▶ Selected excerpt:
Arizona Republicans to deny birth certificates to "anchor babies"!

You tell me. If I offer my out of state license, what recourse does the cop have?

A similar bill has also been in Congress: H.R.1868.IH

As you can see here, for example, the intent of the law was to NOT grant citizenship to foreigners here illegally.

How can you change the Fourteenth Amendment with legislation?

SCOTUS has already ruled otherwise. This is settled law. If they want to change the Constitution, it will require an amendment and ratification by the states.

That law will never make it out of committee anyway.

Magellan is partially right – the intent of the Great 14th was to ensure that the newly freed blacks were treated as American citizens, and it employed some very broad language to do so. Please note that last clause – that broad language, not what might or might not have been in individual Senators’, Congressmen’s, and state legislators’ minds, is what is operative – that, and what modern sensibilities understand that language to mean. With no sarcasm whatosever intended, if Magellan can put together a maority of five originalists who agree with him on the intent, his interpretation will hold. Until then, some compromise between textualists and Living Constitutionalists will decide what that broad language is to be construed to mean.

And the language in this particular question could not be plainer – people born here and subject to the laws are U.S. citizens, and no state has the power or right to decide otherwise. Regardless of what State Sen. Pearse thinks.

Silenus: I think the issue is that no state wants to be encumbered with having to support its share of those 400,000 anchor babies – they’d rather have the parents pay out that kind of money.

Maybe they mean “as soon as it’s enacted but before it’s ever enforced”?

Nothing. They often are deported, with or without their citizen kids. This is another reason the whole “anchor babies” controversy is ridiculous. These children don’t have the ability to sponsor their parents for residency until they’re 21, and the process usually takes a good few years even after that. The idea that you can just have a baby in the US and presto, green card, is patently false.

I can understand why some wish to modify the 14th Amendment to stop it from offering citizenship to anchor babies. It was designed specifically to give citizenship to former slaves- BUT it’s my understanding at least that UNTIL IT’S CHANGED choosing to honor it or not honor it is not an option. Since Arizona ratified the Constitution prior to statehood wouldn’t going against the 14th amendment be the same as if they decided everybody must be Christian (or Muslim for that matter) or that chattel slavery is legal again? And do the elected officials simply not understand this or are they pandering?

Has McCain weighed in yet?

Thank God for Arizona and South Carolina filling in to give my own state of Alabama a well earned break from the “Most Dumbass Political Decisions and Statements to Make Front Pages” for a while. Though it’s only a respite- we’ll be back.

Is this a trick question?

I have a question. Here is the 14th:

How does that differ from this edited version, which omits just six words?

In other words, why did they feel the need to add " and subject to the jurisdiction thereof,"?

Diplomats and royalty from other countries who are here on behalf of their nation’s business and have some form of immunity. In many cases they don’t even technically live on American soil since their embassies and residences are considered their own sovereign territory. But they do set foot on American soil on occasion to transact their business.

My imagination is pretty limited, but just to extrapolate some details - if there were an area that an officer had extensive experience as a place where illegal immigrants congregated looking for day labor, the officer observed several vans picking up other individuals and observed one individual in particular who had been waiting there for some time with the others, and when the officer approached the individual, the individual could only speak Spanish - in that instance I would wager that the officer then would have reasonable suspicion that the individual was in the country illegally and, under SB 1070, could inquire as to the individual’s immigration status.

▶ What this task involves: According to the discussion of Arizona's birth certificate proposal, until what age are children born in the US unable to sponsor their parents for residency?

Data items

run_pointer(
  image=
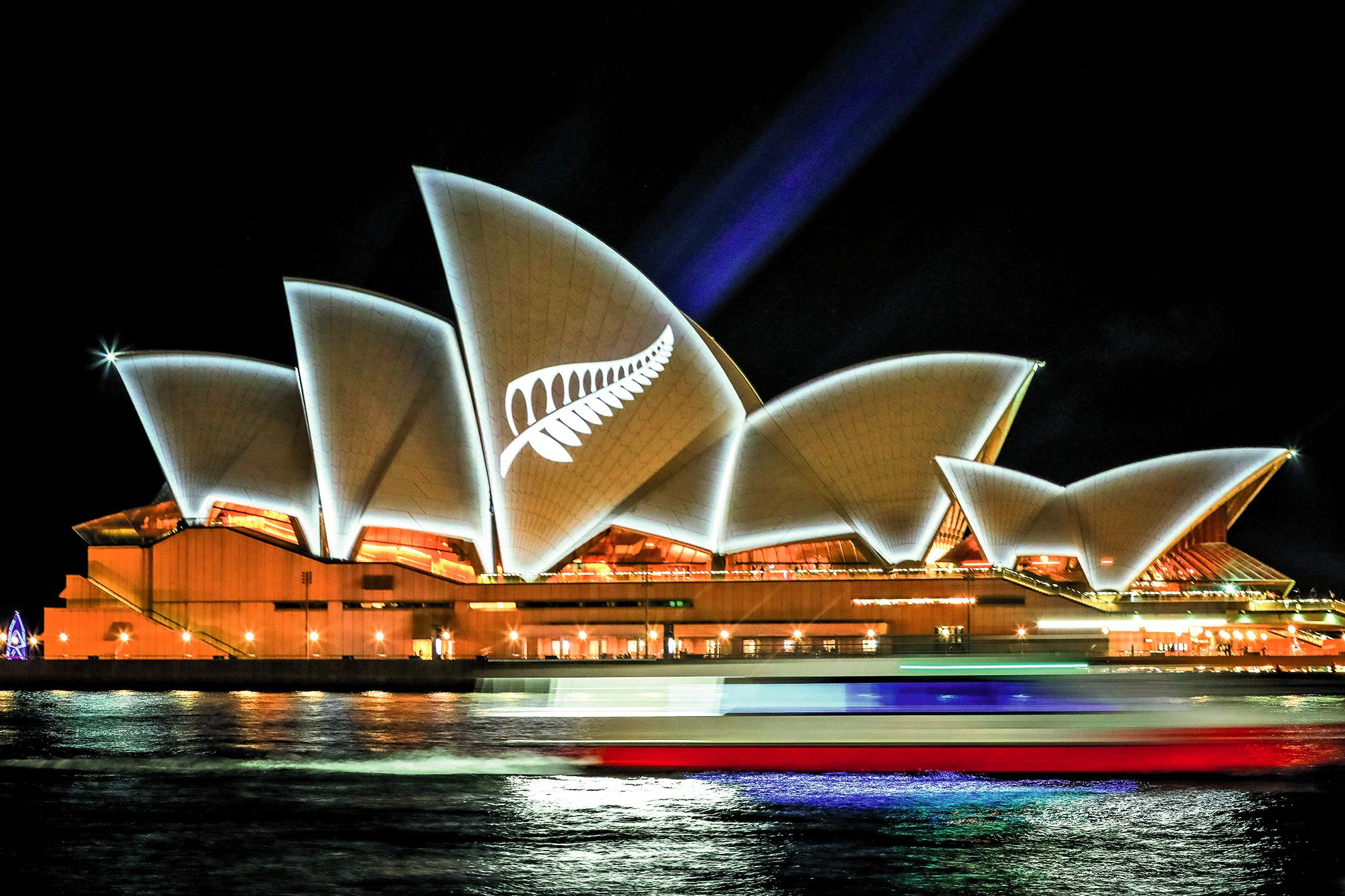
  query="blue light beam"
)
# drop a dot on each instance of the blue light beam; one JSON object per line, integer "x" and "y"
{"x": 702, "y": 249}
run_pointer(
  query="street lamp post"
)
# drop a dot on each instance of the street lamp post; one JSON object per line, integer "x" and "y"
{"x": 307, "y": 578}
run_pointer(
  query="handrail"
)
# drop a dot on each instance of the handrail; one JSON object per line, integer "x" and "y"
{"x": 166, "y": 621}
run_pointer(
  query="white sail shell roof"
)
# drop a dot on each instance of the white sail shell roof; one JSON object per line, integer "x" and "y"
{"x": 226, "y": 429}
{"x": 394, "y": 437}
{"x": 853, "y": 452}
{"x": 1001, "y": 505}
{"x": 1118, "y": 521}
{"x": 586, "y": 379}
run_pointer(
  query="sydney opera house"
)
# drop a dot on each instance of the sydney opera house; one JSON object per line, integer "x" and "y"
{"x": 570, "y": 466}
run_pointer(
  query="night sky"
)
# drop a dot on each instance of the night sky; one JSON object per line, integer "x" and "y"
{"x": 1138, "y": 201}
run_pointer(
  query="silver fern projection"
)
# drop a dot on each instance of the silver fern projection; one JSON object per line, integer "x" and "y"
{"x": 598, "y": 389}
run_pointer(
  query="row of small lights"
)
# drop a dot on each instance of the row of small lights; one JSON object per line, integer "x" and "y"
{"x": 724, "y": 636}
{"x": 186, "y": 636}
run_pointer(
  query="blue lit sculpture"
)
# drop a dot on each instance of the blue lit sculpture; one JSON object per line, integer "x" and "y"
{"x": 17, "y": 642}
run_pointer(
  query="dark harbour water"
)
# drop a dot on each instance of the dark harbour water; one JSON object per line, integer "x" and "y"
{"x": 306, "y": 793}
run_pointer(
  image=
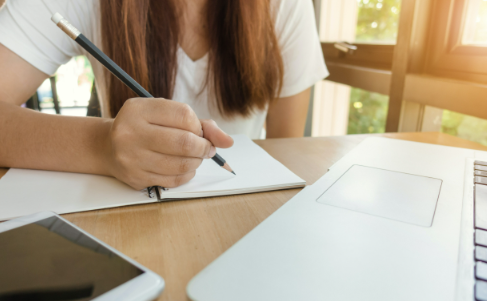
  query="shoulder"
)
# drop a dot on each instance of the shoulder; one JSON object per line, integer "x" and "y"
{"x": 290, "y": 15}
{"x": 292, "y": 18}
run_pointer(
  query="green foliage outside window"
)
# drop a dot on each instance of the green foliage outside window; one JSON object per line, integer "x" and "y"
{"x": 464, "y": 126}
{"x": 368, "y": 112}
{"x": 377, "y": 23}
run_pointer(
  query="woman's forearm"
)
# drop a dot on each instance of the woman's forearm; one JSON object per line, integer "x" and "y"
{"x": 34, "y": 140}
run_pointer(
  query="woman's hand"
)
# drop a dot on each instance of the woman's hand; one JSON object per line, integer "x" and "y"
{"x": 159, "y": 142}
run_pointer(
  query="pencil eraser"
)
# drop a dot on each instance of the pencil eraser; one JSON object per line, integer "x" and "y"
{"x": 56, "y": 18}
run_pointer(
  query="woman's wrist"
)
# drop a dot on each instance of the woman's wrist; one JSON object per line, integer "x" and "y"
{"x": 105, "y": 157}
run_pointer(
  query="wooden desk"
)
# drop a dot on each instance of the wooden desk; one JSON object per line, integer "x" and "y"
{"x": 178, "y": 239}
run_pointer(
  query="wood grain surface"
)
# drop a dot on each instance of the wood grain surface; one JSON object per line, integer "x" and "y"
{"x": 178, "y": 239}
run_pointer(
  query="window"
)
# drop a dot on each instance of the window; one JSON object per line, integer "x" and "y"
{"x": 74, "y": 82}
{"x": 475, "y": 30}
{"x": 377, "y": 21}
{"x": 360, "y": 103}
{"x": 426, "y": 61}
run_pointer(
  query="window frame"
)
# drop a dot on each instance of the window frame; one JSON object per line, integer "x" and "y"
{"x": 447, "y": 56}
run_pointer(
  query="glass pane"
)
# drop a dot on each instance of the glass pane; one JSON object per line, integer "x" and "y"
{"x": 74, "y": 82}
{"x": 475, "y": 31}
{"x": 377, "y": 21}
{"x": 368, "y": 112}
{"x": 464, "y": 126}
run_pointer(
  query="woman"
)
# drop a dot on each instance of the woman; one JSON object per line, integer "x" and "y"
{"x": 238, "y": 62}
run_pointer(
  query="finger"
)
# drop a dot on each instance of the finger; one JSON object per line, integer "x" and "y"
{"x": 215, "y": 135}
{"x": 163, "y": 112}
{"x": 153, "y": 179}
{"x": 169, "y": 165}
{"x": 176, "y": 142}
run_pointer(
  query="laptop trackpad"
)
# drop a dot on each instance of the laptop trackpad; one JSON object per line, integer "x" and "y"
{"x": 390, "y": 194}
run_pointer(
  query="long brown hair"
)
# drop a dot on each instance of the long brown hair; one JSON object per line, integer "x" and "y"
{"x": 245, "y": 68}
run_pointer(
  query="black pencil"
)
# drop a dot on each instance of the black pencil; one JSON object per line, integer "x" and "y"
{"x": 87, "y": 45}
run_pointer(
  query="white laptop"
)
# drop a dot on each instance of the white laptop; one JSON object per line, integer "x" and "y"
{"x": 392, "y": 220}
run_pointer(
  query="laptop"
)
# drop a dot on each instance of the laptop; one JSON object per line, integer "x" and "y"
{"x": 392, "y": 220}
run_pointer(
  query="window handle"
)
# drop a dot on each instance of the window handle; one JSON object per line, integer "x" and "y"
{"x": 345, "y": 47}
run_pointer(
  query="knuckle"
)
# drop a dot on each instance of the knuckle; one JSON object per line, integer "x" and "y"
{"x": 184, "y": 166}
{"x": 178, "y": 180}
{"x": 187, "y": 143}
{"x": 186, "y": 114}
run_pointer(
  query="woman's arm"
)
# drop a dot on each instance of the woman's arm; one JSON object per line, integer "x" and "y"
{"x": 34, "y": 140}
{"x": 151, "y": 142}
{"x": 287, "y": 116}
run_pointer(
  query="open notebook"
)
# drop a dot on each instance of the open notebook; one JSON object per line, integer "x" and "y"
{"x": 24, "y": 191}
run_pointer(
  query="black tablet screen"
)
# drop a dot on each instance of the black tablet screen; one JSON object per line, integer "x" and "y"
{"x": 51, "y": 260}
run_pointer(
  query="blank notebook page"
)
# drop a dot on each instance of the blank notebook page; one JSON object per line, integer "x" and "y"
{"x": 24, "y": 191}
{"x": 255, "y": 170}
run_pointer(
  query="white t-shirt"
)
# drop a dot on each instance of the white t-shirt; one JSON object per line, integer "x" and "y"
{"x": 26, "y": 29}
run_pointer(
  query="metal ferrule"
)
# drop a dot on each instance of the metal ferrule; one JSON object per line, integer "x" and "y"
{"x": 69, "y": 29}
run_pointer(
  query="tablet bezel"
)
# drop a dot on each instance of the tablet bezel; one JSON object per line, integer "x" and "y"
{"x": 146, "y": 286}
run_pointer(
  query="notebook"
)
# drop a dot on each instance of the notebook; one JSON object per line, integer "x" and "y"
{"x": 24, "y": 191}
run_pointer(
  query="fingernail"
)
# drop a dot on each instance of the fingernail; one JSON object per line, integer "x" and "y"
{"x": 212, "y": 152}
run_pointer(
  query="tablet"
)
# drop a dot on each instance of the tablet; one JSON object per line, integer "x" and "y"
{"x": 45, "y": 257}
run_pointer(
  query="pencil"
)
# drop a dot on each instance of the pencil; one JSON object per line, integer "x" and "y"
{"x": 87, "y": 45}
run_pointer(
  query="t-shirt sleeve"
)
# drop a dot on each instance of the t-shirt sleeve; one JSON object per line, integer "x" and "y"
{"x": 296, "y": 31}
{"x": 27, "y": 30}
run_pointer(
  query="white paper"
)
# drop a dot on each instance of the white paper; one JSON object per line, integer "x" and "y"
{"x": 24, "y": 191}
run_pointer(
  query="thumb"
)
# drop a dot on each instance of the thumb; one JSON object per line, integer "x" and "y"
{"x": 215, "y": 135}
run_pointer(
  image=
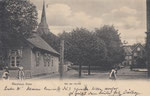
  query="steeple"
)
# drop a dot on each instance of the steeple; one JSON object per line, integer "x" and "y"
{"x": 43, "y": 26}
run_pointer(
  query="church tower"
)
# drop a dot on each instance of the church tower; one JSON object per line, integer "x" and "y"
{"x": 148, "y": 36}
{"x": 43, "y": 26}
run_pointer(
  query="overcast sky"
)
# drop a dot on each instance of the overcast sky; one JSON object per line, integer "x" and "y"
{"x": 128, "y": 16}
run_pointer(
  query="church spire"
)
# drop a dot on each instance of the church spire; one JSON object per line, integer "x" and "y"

▶ Exercise solution: 21